§ **EXTRAIT PROPOSÉ**:
↓↓↓

Que ne suis-je près de toi !

Oui, malgré tous les liens qui me retiennent à Paris, Dieu sait combien je désirerais maintenant être soudainement transporté au milieu de ta famille. Je tâcherais d’y remplir ce vide que rien ne vous fera oublier, et cet ami, que vous n’avez jamais vu, remplacerait parmi vous, du moins en affection, cette mère que vous ne verrez plus.

Je t’en supplie, Adolphe, ne te désespère pas, sois homme ! Songe que tu as ici de vrais amis : cette certitude-là est quelque chose contre les peines de la vie. Songe encore à ton respectable père, à tes sœurs. — Je te charge, mon ami, de consoler tout ce monde en mon nom. J’ai eu tort de te dire que vous ne verrez plus votre mère : sois bien assuré que tu la reverras ; il est impossible que l’on se sépare ainsi pour toujours. Tu es pieux, et la piété te donnera du courage.

↑↑↑

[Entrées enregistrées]
↓↓↓

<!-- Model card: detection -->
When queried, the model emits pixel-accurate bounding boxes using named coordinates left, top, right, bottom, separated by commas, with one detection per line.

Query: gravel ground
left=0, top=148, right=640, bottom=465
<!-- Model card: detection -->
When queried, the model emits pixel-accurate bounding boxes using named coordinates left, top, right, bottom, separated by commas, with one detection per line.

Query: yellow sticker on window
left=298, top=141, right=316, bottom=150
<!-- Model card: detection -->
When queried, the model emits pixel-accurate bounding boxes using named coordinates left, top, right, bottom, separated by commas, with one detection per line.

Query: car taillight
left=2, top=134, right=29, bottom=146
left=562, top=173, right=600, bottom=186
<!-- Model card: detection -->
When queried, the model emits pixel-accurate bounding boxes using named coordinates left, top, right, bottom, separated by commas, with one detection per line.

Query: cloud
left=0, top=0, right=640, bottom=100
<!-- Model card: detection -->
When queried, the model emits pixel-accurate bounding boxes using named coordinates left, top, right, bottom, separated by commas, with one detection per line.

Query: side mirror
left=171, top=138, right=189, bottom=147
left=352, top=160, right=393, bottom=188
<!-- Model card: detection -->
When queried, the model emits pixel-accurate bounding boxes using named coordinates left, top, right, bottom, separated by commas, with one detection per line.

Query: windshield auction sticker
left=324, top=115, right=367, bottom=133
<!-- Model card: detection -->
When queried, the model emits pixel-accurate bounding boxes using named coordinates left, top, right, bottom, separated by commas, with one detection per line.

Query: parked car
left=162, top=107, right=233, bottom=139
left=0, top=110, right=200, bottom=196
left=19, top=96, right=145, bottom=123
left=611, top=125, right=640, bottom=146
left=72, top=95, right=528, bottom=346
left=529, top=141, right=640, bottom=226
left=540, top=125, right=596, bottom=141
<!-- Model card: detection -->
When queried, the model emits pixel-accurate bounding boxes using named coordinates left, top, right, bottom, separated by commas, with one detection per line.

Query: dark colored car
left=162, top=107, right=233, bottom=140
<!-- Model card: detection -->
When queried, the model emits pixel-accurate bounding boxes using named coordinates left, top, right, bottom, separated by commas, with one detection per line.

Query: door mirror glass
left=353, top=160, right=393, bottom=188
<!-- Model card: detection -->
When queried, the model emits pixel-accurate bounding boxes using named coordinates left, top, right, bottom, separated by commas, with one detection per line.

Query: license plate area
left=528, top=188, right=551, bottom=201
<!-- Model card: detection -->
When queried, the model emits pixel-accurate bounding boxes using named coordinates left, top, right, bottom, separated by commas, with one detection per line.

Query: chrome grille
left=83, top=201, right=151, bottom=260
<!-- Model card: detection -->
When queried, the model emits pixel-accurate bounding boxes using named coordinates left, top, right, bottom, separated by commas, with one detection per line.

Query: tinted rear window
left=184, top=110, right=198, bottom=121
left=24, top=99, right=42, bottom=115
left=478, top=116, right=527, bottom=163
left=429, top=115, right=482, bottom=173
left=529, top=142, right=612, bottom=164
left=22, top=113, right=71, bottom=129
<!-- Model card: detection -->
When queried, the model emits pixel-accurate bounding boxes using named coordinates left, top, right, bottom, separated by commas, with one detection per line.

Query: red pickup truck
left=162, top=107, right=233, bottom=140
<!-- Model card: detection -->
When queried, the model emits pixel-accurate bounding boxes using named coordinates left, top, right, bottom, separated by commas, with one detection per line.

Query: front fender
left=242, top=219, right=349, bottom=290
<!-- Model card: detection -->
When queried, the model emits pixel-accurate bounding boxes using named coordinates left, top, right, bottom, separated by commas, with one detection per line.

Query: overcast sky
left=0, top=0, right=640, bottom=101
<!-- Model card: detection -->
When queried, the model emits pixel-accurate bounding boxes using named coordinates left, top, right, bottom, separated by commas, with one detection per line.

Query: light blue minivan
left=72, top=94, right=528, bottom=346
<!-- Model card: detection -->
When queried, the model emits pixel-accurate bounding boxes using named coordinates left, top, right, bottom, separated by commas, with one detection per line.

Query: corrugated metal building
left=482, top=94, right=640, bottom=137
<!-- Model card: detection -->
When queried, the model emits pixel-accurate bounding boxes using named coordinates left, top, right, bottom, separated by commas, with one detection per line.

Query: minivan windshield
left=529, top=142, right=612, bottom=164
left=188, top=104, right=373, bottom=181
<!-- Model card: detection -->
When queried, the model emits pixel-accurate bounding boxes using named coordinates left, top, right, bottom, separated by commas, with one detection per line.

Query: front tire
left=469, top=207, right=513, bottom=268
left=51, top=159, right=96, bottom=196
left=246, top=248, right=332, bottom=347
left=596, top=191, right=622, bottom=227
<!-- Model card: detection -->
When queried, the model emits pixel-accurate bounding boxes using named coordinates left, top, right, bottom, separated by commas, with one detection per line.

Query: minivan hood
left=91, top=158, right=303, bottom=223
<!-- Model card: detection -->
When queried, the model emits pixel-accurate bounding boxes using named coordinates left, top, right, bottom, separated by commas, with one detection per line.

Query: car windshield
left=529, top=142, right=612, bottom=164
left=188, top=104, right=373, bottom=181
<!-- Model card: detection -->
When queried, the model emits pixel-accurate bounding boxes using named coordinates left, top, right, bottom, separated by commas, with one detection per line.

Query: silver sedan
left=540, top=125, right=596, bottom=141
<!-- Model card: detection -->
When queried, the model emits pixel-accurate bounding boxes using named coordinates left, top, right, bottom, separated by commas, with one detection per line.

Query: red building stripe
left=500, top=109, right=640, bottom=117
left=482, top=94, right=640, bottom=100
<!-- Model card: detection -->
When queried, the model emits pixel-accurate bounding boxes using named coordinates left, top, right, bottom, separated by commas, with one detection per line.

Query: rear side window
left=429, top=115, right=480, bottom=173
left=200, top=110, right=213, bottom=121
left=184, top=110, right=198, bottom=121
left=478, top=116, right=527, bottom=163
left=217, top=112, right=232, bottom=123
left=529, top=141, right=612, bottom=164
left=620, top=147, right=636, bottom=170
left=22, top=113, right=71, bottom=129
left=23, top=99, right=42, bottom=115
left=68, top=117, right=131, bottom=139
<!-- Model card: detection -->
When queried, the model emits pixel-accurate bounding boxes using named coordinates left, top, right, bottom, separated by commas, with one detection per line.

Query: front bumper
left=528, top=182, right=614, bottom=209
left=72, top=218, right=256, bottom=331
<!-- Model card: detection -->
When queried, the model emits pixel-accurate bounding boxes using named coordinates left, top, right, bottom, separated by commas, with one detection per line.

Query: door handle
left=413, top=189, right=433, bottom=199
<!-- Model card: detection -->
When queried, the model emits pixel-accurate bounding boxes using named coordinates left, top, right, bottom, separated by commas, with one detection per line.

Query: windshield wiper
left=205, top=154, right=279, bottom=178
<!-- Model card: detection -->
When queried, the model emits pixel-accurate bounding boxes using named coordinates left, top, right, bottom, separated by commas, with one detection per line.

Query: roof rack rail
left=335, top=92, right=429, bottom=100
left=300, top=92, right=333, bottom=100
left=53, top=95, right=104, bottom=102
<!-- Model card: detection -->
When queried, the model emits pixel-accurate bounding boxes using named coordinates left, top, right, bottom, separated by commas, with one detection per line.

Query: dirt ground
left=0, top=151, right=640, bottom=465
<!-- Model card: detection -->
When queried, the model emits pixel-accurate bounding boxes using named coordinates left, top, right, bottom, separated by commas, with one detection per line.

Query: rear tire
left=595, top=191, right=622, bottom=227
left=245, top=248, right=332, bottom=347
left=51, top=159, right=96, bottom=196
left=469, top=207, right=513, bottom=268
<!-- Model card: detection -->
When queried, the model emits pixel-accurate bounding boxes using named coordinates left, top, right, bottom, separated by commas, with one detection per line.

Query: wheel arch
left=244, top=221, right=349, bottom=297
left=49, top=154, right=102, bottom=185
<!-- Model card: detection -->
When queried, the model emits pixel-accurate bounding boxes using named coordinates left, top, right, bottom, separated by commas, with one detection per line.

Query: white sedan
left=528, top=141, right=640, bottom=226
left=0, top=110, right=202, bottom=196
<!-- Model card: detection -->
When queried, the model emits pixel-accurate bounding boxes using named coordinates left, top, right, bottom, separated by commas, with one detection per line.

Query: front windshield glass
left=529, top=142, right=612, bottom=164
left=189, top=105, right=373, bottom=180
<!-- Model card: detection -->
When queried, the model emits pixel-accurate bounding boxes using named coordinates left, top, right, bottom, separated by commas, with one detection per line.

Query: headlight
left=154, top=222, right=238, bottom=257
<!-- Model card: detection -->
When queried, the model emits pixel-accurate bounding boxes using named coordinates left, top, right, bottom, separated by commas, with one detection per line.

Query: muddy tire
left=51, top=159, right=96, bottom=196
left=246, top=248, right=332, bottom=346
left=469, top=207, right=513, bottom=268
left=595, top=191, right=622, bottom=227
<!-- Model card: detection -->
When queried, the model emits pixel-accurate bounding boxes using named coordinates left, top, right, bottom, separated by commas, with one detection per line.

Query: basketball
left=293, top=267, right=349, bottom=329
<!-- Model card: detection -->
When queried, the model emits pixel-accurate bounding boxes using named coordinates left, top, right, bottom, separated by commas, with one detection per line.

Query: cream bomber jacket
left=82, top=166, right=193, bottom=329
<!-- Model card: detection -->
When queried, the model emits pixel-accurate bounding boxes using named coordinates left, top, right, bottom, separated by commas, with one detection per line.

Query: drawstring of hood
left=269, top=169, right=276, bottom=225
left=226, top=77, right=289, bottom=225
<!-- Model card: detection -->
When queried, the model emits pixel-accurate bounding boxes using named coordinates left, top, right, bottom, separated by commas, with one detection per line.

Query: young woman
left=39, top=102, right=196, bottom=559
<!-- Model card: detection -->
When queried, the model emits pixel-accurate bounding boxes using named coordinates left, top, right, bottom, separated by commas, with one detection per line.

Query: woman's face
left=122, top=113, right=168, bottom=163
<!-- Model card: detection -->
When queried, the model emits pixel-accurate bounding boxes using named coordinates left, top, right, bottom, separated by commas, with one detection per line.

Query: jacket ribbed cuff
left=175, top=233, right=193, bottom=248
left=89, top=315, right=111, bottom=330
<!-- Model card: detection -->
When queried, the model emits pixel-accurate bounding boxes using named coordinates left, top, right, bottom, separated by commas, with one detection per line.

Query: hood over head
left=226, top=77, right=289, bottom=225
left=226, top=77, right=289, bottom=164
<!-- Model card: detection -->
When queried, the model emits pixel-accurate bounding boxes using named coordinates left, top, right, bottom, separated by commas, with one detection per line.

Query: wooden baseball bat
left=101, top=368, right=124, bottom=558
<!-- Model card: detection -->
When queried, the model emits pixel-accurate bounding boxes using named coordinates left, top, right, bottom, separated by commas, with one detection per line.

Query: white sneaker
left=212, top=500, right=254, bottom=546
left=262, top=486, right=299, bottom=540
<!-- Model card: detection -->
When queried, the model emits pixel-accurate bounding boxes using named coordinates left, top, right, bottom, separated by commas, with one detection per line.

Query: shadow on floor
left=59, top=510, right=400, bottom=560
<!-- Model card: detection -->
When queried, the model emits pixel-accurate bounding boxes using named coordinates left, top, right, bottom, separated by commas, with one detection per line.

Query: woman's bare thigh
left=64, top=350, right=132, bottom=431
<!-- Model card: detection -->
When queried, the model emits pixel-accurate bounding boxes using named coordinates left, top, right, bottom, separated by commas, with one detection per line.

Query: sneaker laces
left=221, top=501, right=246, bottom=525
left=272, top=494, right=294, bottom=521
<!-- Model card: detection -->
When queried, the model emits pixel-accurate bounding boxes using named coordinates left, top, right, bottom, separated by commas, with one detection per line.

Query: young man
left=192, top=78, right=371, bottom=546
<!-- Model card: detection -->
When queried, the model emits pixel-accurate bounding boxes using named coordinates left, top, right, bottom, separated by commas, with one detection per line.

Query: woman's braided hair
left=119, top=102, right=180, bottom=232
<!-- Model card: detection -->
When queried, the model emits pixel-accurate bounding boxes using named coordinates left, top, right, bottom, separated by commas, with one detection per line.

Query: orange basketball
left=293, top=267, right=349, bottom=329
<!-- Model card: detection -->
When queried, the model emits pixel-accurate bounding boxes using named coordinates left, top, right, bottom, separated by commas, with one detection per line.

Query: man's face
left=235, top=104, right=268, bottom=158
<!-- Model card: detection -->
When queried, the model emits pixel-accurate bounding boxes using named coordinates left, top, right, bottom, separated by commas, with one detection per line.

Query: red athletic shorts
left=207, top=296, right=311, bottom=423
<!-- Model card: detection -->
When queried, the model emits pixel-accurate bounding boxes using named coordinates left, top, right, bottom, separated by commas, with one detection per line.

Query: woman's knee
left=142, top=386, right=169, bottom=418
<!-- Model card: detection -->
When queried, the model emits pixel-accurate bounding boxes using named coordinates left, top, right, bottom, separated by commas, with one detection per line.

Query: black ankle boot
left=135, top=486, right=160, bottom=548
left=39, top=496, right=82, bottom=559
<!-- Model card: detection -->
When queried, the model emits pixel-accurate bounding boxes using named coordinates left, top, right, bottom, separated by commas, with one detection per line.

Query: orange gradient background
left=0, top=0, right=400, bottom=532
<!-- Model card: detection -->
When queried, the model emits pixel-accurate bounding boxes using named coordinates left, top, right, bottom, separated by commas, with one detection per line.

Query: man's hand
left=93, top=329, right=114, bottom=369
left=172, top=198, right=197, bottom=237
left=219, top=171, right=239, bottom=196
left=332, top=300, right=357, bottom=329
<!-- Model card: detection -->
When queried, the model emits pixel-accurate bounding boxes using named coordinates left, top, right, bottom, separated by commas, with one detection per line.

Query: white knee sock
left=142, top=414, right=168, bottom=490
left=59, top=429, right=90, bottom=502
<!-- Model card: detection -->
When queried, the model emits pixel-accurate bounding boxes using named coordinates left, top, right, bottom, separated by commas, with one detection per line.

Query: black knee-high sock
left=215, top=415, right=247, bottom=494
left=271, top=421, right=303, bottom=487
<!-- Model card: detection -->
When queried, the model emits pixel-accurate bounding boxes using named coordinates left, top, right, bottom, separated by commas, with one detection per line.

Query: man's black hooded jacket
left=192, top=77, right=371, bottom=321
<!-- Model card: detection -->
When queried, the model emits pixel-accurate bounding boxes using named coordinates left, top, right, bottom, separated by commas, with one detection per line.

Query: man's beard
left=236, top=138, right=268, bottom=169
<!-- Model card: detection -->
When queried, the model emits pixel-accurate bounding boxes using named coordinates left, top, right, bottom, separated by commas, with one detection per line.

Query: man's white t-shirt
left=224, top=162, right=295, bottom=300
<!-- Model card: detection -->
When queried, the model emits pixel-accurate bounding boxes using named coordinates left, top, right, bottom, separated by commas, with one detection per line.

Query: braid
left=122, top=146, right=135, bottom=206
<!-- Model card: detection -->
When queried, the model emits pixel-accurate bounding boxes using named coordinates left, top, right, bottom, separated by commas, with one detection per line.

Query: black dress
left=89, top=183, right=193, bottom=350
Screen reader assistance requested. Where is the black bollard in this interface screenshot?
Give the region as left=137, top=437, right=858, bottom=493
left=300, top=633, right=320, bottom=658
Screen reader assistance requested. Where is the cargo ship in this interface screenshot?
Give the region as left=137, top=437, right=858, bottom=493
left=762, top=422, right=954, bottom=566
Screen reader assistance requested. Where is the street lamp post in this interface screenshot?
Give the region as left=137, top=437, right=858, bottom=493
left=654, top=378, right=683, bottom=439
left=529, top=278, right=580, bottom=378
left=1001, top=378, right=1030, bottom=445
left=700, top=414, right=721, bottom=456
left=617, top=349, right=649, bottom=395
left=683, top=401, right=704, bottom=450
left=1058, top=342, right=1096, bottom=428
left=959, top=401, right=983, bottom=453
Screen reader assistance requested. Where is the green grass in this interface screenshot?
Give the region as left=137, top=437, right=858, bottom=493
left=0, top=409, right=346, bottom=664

↑↑↑

§ **EXERCICES À FAIRE**:
1. Répondez à ces questions sur l'extrait proposé :
(a) Dans quelle ville des liens retiennent-ils celui qui écrit ?
(b) À qui, en plus de son père, Adolphe doit-il songer ?
(c) Qu'est-ce qui donnera du courage à Adolphe ?
2. Relevez tous les membres de la famille d'Adolphe cités dans l'extrait proposé.

§ **RÉSULTATS DES EXERCICES**:
1.
(a) À Paris.
(b) À ses sœurs.
(c) La piété.

2. Sa mère, son père, ses sœurs.